Dataset rows:
****************************************
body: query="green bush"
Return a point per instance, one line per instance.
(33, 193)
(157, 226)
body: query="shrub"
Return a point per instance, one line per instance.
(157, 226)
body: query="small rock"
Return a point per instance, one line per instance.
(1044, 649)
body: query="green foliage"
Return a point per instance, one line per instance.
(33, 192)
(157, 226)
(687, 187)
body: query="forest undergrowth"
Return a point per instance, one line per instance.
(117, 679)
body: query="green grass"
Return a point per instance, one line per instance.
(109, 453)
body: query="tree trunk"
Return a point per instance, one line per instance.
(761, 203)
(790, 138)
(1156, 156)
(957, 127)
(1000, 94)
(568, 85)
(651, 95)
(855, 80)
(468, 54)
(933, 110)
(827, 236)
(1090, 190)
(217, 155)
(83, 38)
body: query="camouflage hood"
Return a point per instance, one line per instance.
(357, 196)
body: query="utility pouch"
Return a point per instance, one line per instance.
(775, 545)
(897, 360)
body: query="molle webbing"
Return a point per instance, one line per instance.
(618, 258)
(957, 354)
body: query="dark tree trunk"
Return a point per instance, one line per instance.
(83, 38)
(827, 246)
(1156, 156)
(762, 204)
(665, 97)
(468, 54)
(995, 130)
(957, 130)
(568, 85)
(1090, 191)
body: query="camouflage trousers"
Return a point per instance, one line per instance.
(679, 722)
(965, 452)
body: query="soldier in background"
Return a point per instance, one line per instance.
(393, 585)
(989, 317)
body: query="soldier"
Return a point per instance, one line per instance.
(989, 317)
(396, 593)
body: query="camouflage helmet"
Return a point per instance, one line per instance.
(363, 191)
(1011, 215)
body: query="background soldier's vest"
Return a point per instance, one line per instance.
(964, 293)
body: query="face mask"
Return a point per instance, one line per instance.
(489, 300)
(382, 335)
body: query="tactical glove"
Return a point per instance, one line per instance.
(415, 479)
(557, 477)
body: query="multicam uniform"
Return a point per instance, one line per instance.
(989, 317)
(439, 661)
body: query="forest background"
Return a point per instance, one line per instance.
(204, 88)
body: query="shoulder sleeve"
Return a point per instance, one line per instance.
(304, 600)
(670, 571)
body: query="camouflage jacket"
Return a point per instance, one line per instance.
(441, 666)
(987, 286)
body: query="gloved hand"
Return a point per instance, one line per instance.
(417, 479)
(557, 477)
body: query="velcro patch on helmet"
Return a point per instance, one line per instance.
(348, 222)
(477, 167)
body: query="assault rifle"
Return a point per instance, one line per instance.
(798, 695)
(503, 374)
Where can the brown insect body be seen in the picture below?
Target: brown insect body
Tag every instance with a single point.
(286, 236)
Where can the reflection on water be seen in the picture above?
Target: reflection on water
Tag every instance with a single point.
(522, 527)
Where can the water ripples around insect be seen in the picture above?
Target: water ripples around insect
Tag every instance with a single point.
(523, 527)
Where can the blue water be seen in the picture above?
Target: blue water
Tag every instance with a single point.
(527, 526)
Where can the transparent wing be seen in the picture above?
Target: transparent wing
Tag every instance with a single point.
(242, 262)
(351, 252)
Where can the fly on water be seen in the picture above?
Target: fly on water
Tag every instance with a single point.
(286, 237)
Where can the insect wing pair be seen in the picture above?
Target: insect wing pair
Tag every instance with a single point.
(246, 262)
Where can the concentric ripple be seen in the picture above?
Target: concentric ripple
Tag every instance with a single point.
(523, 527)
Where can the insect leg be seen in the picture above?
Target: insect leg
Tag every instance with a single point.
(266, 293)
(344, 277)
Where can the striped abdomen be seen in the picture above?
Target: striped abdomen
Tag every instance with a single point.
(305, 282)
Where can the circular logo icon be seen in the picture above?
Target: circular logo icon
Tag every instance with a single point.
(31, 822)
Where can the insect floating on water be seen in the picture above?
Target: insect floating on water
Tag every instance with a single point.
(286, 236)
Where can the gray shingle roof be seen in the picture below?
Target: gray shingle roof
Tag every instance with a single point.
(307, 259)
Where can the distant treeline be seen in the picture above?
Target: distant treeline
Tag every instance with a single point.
****************************************
Exercise objective: Reproduce the listing above, substituting "camo" for every occurrence of "camouflage" and keeping all other text the same.

Problem solution:
body: query="green bush"
Return a point per instance, one line per instance.
(33, 193)
(157, 226)
body: query="shrub"
Return a point per instance, one line per instance.
(157, 226)
body: query="small rock"
Return a point per instance, one line per instance.
(1044, 649)
body: query="green foliage"
Return a point per instance, one line per instance.
(33, 192)
(157, 226)
(687, 187)
body: query="forest undergrowth"
Return a point per instance, one line per instance.
(117, 679)
body: query="green grass"
Return a point per instance, one line per instance.
(109, 453)
body: query="tree trunk"
Return a point per instance, one line per instance.
(761, 203)
(790, 138)
(1156, 156)
(957, 127)
(1000, 94)
(568, 85)
(651, 95)
(855, 80)
(468, 54)
(933, 110)
(827, 236)
(1090, 190)
(217, 155)
(83, 38)
body: query="camo hood"
Return a point per instance, one line per instance.
(357, 196)
body: query="utility pouch"
Return a point per instance, one line per instance.
(775, 545)
(897, 360)
body: query="molle webbing"
Return a point per instance, one line per instance.
(618, 258)
(957, 354)
body: query="dark tree trunk"
Return a point per instance, one line per instance.
(83, 38)
(827, 246)
(1156, 156)
(762, 204)
(665, 97)
(468, 54)
(995, 130)
(957, 130)
(568, 85)
(1090, 191)
body: query="camo trousers"
Return a point per instance, one line per instance.
(679, 722)
(965, 452)
body: query="soldier in background"
Return a point per instance, one line per instance.
(393, 585)
(989, 317)
body: query="soldier"
Return a point per instance, one line per instance.
(989, 317)
(396, 593)
body: query="camo helmet"
Return a point per instance, one line per instance.
(363, 191)
(1011, 215)
body: query="background soldier's vest"
Return a point per instance, one line per instance.
(964, 293)
body: query="face mask"
Return a point per instance, one line per instance.
(489, 300)
(382, 335)
body: query="tactical glove"
Return a point per instance, one line per instance.
(415, 479)
(557, 477)
body: query="multicam uniform"
Return a point per instance, one line per instance.
(989, 317)
(439, 661)
body: query="forest background"
Return a point per instance, one line per instance.
(204, 88)
body: query="shoulder sleeve"
Return a point per instance, one line per instance.
(304, 600)
(670, 571)
body: query="camo jacket"
Return a point per instance, one line per instance.
(441, 666)
(987, 286)
body: query="gloved hand"
Return a point per instance, one line per instance.
(417, 479)
(557, 477)
body: query="velcro patch on helmet"
Return a point per instance, one line per instance.
(348, 222)
(477, 167)
body: query="assault rifle"
Return a point per instance, one line per instance.
(798, 695)
(503, 374)
Where can the brown insect body be seen in the picture below?
Target: brown insect body
Tag every instance with a single point.
(286, 236)
Where can the reflection on water be seen in the picture above?
Target: reflection on water
Tag every instance with a single point.
(522, 527)
Where can the water ripples around insect be seen in the picture above?
Target: water ripples around insect
Tag every instance with a single point.
(523, 527)
Where can the blue water be seen in the picture above?
Target: blue water
Tag every instance with a single point.
(527, 526)
Where can the transparent wing be seen in the picture above?
Target: transparent wing
Tag every instance with a single point.
(242, 262)
(351, 252)
Where can the fly on water be seen in the picture above?
Target: fly on water
Tag every instance with a single point.
(286, 237)
Where can the insect wing pair be seen in the picture above?
Target: insect wing pair
Tag every instance with a single point.
(246, 262)
Where can the concentric ripple be seen in the picture above?
Target: concentric ripple
Tag every instance with a single point.
(523, 527)
Where can the insect leg be seen in the picture above?
Target: insect leg
Tag every instance with a single point.
(266, 293)
(344, 277)
Where can the striped abdomen be seen in the picture above?
Target: striped abdomen
Tag every instance with a single point.
(305, 282)
Where can the circular logo icon be seen in the picture above?
Target: circular logo icon
Tag every instance with a single point.
(31, 822)
Where can the insect floating on water be seen in the picture above?
Target: insect floating on water
Tag every instance with a single point.
(286, 236)
Where can the gray shingle roof be seen in the picture below?
Target: gray shingle roof
Tag every instance with a single point.
(307, 259)
Where can the distant treeline be seen in the picture above?
Target: distant treeline
Tag every instance with a single point.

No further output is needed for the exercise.